WHAT YOU ARE ASKED TO DO: Please report how many lines in the listing below contain the string "white", treating uppercase and lowercase as different. Give only the number.

Rows of box annotation data
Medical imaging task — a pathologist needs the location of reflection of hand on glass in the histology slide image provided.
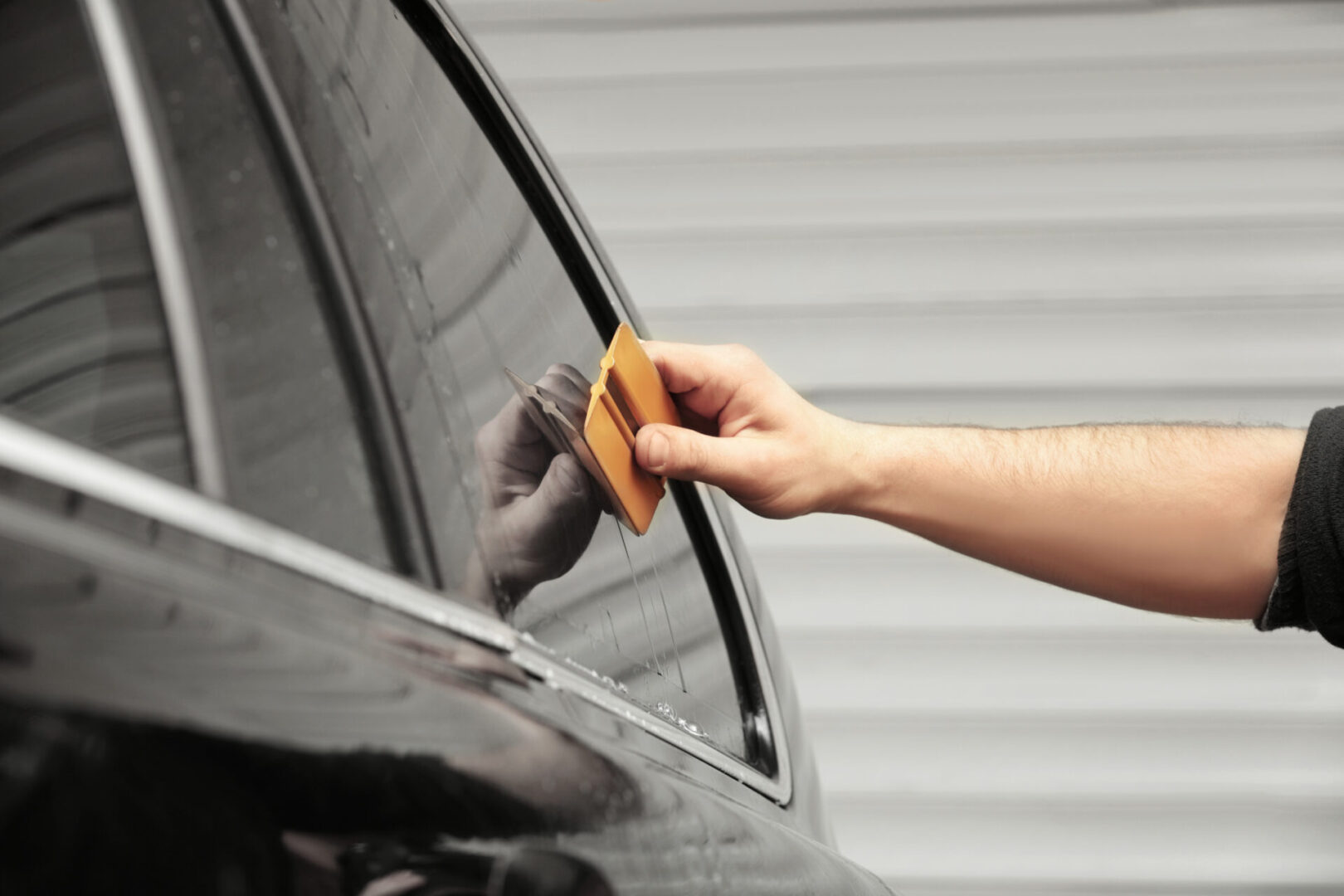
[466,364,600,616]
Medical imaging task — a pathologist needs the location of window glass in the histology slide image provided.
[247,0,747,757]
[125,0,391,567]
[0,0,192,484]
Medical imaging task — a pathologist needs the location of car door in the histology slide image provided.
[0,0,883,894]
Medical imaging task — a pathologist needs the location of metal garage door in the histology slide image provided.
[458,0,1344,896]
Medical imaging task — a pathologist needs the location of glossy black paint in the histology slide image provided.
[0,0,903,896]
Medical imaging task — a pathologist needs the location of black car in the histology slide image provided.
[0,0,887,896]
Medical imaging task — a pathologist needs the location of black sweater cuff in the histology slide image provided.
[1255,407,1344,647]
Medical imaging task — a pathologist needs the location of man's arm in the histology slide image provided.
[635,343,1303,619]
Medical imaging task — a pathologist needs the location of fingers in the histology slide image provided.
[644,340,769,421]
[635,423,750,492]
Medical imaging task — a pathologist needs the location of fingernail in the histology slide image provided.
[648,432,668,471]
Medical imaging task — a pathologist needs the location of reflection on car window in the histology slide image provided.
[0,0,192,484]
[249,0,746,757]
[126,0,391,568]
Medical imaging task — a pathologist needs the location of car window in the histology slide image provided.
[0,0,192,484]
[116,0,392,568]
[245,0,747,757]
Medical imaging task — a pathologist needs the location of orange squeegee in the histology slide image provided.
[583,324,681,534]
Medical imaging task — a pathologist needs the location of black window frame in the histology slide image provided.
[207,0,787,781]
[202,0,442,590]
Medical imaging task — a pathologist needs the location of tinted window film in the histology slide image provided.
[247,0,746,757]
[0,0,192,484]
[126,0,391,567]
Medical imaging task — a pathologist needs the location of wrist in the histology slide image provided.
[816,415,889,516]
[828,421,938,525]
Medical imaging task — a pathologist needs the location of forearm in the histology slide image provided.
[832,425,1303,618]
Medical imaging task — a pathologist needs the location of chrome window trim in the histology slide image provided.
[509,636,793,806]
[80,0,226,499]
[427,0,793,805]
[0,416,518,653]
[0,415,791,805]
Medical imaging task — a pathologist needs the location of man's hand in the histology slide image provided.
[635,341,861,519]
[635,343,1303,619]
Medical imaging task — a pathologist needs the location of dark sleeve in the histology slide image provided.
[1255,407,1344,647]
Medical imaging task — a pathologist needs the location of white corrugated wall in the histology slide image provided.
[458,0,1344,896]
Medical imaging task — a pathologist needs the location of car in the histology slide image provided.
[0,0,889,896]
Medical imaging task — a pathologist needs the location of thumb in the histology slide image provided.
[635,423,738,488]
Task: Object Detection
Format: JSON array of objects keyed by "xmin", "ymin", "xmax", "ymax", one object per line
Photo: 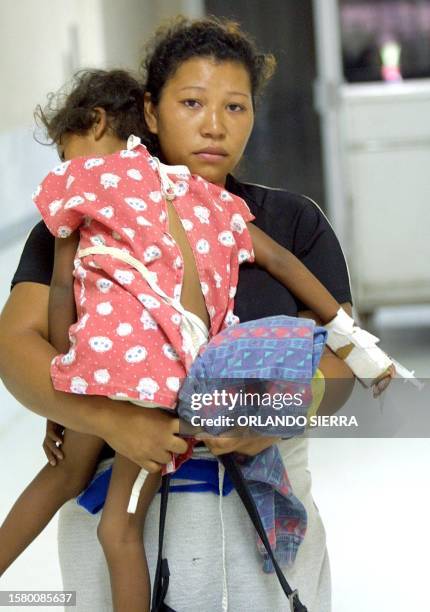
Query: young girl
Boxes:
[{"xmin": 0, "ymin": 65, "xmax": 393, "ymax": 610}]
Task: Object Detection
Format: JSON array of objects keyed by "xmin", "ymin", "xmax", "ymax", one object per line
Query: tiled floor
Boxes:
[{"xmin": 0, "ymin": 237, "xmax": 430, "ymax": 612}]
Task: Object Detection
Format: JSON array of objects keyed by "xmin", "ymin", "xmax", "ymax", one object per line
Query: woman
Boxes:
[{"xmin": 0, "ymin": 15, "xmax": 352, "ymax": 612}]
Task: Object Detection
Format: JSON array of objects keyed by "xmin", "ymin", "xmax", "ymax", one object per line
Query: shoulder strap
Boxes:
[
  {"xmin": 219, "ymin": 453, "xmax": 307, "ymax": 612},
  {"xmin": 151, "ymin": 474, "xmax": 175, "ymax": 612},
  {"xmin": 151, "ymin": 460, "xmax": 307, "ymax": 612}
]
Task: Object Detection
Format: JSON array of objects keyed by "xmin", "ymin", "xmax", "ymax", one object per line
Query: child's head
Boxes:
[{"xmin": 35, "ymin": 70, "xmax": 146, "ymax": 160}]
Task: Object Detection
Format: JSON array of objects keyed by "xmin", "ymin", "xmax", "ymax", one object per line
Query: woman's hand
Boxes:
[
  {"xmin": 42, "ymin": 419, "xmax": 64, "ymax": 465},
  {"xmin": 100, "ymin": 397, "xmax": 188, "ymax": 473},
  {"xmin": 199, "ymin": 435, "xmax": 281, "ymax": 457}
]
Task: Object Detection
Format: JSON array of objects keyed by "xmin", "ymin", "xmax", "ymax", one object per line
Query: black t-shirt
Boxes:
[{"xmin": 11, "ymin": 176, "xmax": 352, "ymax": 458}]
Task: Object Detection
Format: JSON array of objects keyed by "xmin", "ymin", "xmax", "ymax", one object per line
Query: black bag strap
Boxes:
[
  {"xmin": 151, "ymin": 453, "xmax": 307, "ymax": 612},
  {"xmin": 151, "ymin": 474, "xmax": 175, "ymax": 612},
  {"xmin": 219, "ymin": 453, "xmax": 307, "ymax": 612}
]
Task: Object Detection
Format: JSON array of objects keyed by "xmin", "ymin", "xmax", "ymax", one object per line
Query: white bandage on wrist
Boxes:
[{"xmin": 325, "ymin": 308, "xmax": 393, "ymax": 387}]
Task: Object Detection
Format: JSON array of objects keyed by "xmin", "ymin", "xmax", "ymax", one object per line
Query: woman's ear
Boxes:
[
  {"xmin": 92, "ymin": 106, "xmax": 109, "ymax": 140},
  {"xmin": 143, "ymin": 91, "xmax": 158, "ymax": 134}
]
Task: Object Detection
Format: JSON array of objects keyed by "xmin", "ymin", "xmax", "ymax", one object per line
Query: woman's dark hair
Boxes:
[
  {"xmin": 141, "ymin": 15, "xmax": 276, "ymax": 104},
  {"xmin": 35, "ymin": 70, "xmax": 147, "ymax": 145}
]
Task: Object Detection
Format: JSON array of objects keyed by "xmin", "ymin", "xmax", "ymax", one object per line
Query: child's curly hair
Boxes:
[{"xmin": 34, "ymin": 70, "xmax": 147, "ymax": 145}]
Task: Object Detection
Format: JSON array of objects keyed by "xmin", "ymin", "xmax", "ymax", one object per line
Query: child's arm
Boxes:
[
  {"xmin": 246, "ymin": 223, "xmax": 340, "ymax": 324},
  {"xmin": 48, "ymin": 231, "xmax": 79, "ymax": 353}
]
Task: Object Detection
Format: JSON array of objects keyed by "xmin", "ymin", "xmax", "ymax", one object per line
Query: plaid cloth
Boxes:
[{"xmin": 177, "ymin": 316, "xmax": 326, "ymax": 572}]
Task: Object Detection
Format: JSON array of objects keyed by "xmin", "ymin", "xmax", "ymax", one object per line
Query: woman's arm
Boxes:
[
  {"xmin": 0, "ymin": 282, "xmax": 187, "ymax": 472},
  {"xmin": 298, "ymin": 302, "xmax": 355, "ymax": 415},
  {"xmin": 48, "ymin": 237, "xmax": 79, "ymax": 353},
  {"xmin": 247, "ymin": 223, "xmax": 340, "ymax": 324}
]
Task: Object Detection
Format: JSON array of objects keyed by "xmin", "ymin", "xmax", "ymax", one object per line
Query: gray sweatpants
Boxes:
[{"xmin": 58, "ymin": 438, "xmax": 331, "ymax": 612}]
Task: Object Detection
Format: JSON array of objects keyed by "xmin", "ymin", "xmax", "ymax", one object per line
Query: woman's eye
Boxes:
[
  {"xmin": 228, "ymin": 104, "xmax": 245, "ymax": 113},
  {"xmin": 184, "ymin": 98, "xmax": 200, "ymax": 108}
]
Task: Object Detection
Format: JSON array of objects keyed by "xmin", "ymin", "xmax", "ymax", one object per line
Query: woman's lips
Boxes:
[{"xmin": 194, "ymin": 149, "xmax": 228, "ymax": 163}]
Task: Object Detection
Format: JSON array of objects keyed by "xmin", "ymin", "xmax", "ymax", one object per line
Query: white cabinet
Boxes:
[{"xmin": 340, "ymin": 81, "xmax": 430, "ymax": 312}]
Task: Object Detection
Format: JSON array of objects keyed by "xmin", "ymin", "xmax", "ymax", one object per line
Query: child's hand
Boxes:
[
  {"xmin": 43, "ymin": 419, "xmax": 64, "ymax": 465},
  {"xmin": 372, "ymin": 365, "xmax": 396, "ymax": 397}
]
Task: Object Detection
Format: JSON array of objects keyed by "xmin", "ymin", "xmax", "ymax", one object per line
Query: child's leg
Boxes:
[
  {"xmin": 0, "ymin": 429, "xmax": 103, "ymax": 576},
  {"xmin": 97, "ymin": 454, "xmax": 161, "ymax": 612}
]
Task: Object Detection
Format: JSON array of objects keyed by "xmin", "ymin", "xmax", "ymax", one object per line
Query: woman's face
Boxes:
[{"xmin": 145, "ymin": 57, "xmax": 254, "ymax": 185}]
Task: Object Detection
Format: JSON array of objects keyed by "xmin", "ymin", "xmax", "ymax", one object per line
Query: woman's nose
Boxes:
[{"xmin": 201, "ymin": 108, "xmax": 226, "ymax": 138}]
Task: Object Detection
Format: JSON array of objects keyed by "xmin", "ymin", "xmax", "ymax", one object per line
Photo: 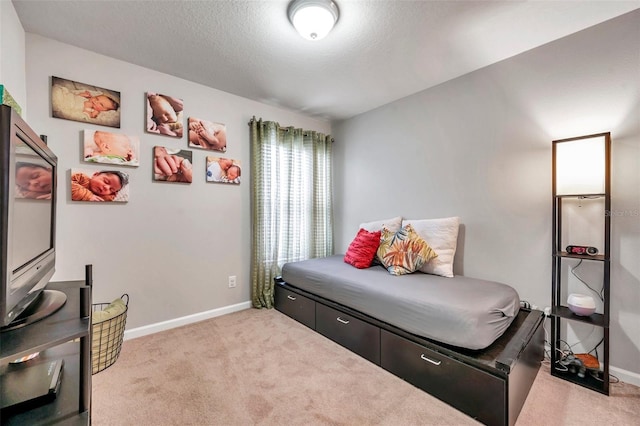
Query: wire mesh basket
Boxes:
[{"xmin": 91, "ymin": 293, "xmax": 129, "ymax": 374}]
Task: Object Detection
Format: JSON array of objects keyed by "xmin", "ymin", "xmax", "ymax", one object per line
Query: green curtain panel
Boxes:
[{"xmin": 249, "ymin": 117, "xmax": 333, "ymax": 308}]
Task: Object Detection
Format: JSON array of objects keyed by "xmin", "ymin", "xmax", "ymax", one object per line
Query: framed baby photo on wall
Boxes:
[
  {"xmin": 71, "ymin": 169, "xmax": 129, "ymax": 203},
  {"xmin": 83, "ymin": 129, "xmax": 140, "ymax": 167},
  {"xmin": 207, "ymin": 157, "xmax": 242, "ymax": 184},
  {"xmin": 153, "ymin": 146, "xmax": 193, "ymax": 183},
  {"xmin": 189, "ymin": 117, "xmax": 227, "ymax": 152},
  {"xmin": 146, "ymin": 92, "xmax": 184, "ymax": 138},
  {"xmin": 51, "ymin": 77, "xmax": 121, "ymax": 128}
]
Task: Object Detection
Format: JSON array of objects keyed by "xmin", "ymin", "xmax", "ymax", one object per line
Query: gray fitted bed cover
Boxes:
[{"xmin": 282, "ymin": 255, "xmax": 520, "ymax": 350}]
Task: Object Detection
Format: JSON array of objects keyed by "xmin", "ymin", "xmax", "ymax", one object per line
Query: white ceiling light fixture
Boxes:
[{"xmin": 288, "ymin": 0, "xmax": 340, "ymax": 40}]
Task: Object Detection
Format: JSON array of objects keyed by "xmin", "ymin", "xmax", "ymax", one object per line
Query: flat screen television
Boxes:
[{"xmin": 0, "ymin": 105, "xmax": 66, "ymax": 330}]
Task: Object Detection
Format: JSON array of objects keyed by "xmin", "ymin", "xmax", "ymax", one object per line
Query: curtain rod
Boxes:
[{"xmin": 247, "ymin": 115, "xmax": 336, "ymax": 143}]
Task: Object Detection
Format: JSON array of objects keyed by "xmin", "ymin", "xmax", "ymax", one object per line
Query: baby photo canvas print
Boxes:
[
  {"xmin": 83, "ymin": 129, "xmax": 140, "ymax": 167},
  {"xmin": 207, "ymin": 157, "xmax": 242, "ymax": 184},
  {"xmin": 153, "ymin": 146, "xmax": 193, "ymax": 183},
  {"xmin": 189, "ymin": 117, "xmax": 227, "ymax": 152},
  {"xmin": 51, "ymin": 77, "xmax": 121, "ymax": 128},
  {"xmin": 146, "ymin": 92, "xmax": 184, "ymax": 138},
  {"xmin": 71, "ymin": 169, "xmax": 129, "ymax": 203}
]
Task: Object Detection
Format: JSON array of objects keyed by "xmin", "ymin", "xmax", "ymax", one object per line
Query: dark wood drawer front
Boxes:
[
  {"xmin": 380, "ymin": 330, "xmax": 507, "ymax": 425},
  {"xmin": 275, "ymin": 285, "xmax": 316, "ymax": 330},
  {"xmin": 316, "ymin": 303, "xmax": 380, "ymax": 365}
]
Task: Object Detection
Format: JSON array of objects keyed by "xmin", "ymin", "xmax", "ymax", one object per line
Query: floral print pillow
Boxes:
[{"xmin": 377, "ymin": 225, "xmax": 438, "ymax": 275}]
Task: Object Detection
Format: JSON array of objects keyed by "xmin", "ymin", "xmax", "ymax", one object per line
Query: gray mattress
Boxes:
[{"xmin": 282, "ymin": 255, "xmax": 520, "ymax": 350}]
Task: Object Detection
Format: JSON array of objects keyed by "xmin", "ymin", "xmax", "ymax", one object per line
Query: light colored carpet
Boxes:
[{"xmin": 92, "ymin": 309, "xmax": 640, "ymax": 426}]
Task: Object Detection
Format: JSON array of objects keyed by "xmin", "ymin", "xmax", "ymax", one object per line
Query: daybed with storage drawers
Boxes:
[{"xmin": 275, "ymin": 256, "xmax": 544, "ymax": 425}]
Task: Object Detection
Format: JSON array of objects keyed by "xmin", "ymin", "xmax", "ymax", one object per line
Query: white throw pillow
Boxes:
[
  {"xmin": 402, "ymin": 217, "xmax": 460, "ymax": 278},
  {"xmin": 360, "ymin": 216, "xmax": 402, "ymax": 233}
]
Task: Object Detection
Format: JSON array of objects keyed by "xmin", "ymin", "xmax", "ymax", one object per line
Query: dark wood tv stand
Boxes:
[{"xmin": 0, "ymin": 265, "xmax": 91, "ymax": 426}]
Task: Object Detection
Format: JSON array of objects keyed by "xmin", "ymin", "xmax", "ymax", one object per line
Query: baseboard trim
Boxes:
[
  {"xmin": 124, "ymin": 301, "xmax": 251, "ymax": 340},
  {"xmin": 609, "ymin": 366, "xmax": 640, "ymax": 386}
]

SOLUTION TO THIS EXERCISE: 5